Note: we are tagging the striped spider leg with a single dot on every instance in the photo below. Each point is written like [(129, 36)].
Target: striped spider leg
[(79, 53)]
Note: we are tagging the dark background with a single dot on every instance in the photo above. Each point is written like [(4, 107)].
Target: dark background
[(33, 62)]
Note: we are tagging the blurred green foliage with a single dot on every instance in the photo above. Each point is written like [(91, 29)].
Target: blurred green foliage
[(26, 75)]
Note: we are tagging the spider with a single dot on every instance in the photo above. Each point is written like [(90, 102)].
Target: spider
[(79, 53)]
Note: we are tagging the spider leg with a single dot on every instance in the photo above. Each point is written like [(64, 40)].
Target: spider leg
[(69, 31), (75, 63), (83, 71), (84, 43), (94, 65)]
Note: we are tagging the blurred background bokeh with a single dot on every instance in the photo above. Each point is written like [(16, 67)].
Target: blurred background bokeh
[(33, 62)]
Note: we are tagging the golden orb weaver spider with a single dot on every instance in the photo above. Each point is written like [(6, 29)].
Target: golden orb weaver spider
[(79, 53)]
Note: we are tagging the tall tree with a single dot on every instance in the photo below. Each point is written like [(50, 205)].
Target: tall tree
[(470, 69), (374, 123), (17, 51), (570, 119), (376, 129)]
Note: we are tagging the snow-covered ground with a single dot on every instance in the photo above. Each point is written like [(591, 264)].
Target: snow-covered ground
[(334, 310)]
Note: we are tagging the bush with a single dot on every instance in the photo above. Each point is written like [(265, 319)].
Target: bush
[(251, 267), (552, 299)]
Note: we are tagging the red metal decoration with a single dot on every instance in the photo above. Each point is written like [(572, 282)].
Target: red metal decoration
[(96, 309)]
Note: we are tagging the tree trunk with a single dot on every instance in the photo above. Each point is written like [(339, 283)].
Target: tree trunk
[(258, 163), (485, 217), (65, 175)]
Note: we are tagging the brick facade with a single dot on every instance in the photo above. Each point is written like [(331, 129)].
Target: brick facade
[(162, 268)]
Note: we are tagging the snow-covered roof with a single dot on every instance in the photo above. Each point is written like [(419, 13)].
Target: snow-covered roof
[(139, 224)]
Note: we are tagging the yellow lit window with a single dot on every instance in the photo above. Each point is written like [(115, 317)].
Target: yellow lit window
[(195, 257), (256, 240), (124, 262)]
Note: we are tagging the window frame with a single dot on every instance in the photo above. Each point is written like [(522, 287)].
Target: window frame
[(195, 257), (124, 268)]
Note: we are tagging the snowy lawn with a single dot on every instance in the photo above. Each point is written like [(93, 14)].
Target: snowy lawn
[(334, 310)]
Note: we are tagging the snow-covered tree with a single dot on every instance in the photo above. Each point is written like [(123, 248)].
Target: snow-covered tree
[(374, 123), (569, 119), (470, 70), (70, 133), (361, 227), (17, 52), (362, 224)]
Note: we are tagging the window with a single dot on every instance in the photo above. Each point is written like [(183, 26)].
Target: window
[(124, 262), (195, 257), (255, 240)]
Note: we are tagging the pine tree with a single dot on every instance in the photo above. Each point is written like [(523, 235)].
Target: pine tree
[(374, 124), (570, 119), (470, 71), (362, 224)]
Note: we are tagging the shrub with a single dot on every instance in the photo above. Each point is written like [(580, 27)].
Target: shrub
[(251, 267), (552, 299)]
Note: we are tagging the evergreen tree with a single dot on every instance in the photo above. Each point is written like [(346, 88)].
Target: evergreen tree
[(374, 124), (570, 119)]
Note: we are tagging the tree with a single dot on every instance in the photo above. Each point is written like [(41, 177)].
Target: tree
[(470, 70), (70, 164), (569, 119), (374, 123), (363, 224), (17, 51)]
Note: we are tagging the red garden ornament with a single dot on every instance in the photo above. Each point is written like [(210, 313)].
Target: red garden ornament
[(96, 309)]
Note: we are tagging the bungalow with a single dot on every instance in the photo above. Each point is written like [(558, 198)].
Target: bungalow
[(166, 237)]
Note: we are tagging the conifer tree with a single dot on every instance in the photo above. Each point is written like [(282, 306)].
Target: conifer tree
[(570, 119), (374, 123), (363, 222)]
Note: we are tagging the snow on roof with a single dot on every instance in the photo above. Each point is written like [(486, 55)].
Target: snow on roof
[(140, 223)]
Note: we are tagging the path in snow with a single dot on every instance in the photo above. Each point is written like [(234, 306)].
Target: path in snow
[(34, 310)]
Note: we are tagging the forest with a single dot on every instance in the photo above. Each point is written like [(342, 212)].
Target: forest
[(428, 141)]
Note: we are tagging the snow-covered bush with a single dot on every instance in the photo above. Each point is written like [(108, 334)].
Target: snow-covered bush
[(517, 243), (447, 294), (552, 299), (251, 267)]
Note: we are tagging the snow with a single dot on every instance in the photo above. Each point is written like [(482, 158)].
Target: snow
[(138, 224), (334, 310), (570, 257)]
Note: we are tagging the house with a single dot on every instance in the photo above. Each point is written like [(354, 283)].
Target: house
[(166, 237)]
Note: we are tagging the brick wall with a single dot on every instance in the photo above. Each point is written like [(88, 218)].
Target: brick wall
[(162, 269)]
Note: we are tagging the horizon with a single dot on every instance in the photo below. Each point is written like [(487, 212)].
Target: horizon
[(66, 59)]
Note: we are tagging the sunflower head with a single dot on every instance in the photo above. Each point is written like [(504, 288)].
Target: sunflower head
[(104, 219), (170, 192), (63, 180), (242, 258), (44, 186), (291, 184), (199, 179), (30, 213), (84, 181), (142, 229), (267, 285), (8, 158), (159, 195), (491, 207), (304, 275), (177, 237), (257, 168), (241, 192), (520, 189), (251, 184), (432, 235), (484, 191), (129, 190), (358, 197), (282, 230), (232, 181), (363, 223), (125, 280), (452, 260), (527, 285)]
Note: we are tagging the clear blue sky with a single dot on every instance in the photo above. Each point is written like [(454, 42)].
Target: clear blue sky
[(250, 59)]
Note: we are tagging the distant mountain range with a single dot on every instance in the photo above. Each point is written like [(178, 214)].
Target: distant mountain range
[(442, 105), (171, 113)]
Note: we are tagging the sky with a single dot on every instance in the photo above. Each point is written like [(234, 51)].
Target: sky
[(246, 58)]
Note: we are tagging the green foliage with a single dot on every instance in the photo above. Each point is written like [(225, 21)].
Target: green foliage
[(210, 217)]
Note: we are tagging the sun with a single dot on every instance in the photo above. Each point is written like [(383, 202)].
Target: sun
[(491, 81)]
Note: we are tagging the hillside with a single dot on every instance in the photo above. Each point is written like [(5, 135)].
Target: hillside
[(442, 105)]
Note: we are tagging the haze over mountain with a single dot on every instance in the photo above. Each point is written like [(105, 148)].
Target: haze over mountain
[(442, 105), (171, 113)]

» **WORK TO COMPLETE**
Arrange all of the rows above as a numbered list, omitting any blank lines.

» **FULL RESPONSE**
1. Note: we are tagging the striped spider leg with a single dot on every instance in the photo below. Each point is written like [(129, 36)].
2. Target: striped spider leg
3. [(79, 53)]
4. Note: we are tagging the dark background with a single dot on every instance in the photo above. Each point is written like [(4, 107)].
5. Target: dark background
6. [(33, 62)]
7. Note: we are tagging the blurred green foliage with a single dot on every instance in the photo above. Each point is written like [(91, 29)].
8. Target: blurred green foliage
9. [(26, 75)]
10. Note: we are tagging the spider with a single dot on every instance in the photo above. Each point is written like [(90, 102)].
11. Target: spider
12. [(79, 53)]
13. Note: we are tagging the spider leg with a single dot on every instance in the photo above. Each point is written like [(64, 40)].
14. Target: spider leg
15. [(69, 31), (75, 63), (83, 71), (84, 43), (94, 65)]
16. Note: we are tagging the blurred background bokeh with a single dot on every instance in the photo above. Each point is written like [(16, 67)].
17. Target: blurred background bokeh
18. [(33, 62)]
19. Note: we are tagging the golden orb weaver spider with a single dot on every instance in the photo above. Each point is written like [(6, 29)].
20. Target: golden orb weaver spider
21. [(79, 53)]
22. Note: we are tagging the tall tree with a single dot on every instance in the photo below. Each point is written like [(50, 205)].
23. Target: tall tree
24. [(470, 69), (374, 123), (17, 51), (570, 119), (376, 129)]
25. Note: we are tagging the snow-covered ground with a single dot on every instance in the photo above. Each point is written like [(591, 264)].
26. Target: snow-covered ground
27. [(334, 310)]
28. Note: we are tagging the bush with a single dot on every instance in the photo above. Each point is written like [(265, 319)].
29. Target: bush
30. [(251, 267), (552, 299)]
31. Note: we are tagging the red metal decoration with a single dot on every instance in the photo above. Each point is written like [(572, 282)].
32. Target: red metal decoration
33. [(96, 309)]
34. Note: we are tagging the tree trunk with a single dot on every instance in the photo above. Each point is written like [(339, 283)].
35. Target: tree trunk
36. [(258, 163), (485, 217), (65, 175)]
37. Note: we are tagging the brick facade with a single dot on every instance in the photo above. Each point is written like [(331, 129)].
38. Target: brick facade
39. [(162, 268)]
40. Note: we are tagging the snow-covered roof with a single dot on every instance in the photo above. Each point is written like [(419, 13)].
41. Target: snow-covered roof
42. [(139, 224)]
43. Note: we are tagging the yellow lit window with a single dot on every instance in the photo above. Each point is written like [(115, 317)].
44. Target: yellow lit window
45. [(195, 257), (256, 240), (124, 262)]
46. Note: we are tagging the window frame with a single dot on every instance in the photo above. Each point is written like [(522, 287)].
47. Target: window frame
48. [(195, 257), (124, 268)]
49. Note: we are tagging the snowy lawn with a single dot on every instance in the photo above. Each point is written like [(93, 14)].
50. Target: snowy lawn
51. [(334, 310)]
52. Note: we are tagging the snow-covered tree with a single dot on every instance in the photo above. Each point is written like [(123, 248)].
53. Target: snow-covered tree
54. [(374, 123), (569, 119), (470, 70), (70, 133), (361, 227), (17, 52), (362, 224)]
55. Note: we are tagging the window with a single dot on every instance in the photo above. Each point is written like [(183, 26)].
56. Target: window
57. [(124, 262), (195, 257), (255, 240)]
58. Note: we are tagging the pine tree with a single dot on every instance in the photo above. Each point is written like [(523, 235)].
59. Target: pine tree
60. [(374, 124), (570, 119), (470, 71), (362, 224)]
61. Note: we are tagging the shrub with a single dot on every instance in the photo above. Each point is written like [(580, 27)].
62. Target: shrub
63. [(251, 267), (552, 299)]
64. Note: we are tagging the evergreen tree with a single dot on every instance in the photo above. Each point is written like [(346, 88)].
65. Target: evergreen tree
66. [(374, 124), (570, 119)]
67. Note: we are tagging the tree with a single dot on every instance in the photo above. Each point is written like [(41, 177)].
68. Target: tree
69. [(470, 70), (70, 164), (569, 119), (374, 123), (363, 224), (17, 51)]
70. Note: we are tagging the red garden ornament with a single dot on every instance in the photo above. Each point is written like [(210, 313)].
71. Target: red garden ornament
72. [(96, 309)]
73. Note: we are tagging the bungalow with a single dot on every instance in the photo above. Each point is written like [(558, 198)].
74. Target: bungalow
75. [(166, 237)]
76. Note: we are tagging the conifer tree with a single dot on every instance in the photo above. Each point is written like [(282, 306)].
77. Target: conifer tree
78. [(570, 119), (374, 123), (363, 222)]
79. Note: we are tagging the snow on roof with a single dot on every instance in the photo above. Each point is written like [(486, 55)].
80. Target: snow on roof
81. [(140, 223)]
82. Note: we are tagging the path in snow with a single dot on every instance in the photo above. Each point is written like [(234, 306)].
83. Target: path in snow
84. [(34, 310)]
85. Note: we are tagging the forest with a single dot on every instance in the photo above. Each point is written like [(342, 212)].
86. Target: forest
87. [(428, 141)]
88. Note: we are tagging the snow-covered bush with a single dot on every instance in the photo above. Each point is written like [(108, 334)].
89. Target: snow-covered bush
90. [(517, 243), (447, 294), (552, 299), (251, 267)]
91. Note: we are tagging the snow with a single dot on every instance in the photo above. Each point is written like [(482, 158)].
92. Target: snow
93. [(138, 224), (334, 310), (570, 257)]
94. Note: we are tagging the house with a single dot on every instance in the photo above. Each point is written like [(354, 283)].
95. Target: house
96. [(166, 237)]
97. Note: we are tagging the brick wall with a single dot on every instance in the photo above. Each point is written like [(88, 218)].
98. Target: brick wall
99. [(162, 269)]
100. Note: we are tagging the horizon with a single dot on every instance in the photo below. Each point is written like [(487, 212)].
101. Target: horizon
102. [(66, 59)]
103. Note: we are tagging the sunflower head with a single dot on every instance in the photo above. Each point is written like [(504, 288)].
104. Target: sunflower head
105. [(104, 219), (170, 192), (63, 180), (242, 258), (44, 186), (291, 184), (199, 179), (30, 213), (84, 181), (142, 229), (267, 285), (8, 158), (159, 195), (491, 207), (304, 275), (177, 237), (257, 168), (241, 192), (520, 189), (251, 184), (432, 235), (484, 191), (129, 190), (358, 197), (282, 230), (232, 181), (363, 223), (125, 280), (452, 260), (527, 285)]
106. Note: we are tagging the clear blue sky with a single dot on every instance in the photo above. Each point is written like [(454, 42)].
107. Target: clear blue sky
108. [(250, 59)]
109. Note: we are tagging the distant mountain range with a single dot on every instance in the photo above. Each point is written like [(178, 214)].
110. Target: distant mountain range
111. [(442, 105), (171, 113)]
112. Note: we are tagging the sky with a single dot on every instance in the photo above. Each point is written like [(234, 51)].
113. Target: sky
114. [(246, 58)]
115. Note: we are tagging the green foliage with a single dot on every instance in the photo above. Each point is written like [(225, 21)].
116. Target: green foliage
117. [(210, 217)]
118. Note: we are tagging the sun with a single dot on every instance in the photo above. Each point is written like [(383, 202)].
119. Target: sun
120. [(491, 81)]
121. Note: we are tagging the hillside with a single dot on every instance in the photo above. Each point is written like [(5, 135)].
122. Target: hillside
123. [(442, 105)]
124. Note: we are tagging the haze over mountain with a single dot on every instance in the photo above. Each point is written like [(105, 148)].
125. Target: haze over mountain
126. [(442, 105), (171, 113)]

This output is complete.